• **WHAT YOU WILL DO**
Write out every line below again, requests included, and shift each outline coordinate in the answers by adding 80 to every number.

• **DATA SUPPLIED**

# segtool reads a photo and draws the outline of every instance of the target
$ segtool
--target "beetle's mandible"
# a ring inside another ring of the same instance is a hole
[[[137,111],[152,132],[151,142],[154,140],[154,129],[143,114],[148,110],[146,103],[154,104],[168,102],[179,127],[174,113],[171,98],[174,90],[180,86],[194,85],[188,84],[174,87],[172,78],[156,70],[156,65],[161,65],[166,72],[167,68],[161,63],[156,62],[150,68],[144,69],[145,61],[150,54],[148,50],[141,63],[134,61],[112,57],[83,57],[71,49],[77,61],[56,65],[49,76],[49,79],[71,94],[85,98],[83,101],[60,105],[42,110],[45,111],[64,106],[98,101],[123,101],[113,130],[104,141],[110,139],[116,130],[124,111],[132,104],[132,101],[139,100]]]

• **SOLUTION FOR THIS EXERCISE**
# segtool reads a photo and draws the outline of every instance of the target
$ segtool
--target "beetle's mandible"
# a ring inside another ring of the same instance is a hole
[[[217,191],[232,212],[231,222],[234,220],[234,209],[223,194],[228,190],[226,183],[234,184],[248,182],[259,207],[254,193],[251,178],[254,170],[260,166],[274,165],[268,164],[254,167],[252,158],[236,150],[236,145],[241,145],[246,152],[247,148],[241,143],[236,142],[230,148],[224,149],[225,141],[230,134],[228,130],[221,143],[214,141],[192,137],[163,137],[151,129],[157,141],[136,145],[129,156],[129,159],[151,174],[165,178],[163,181],[140,185],[122,190],[125,191],[144,186],[178,181],[203,181],[193,210],[184,221],[190,219],[196,210],[204,191],[212,184],[212,181],[219,180]]]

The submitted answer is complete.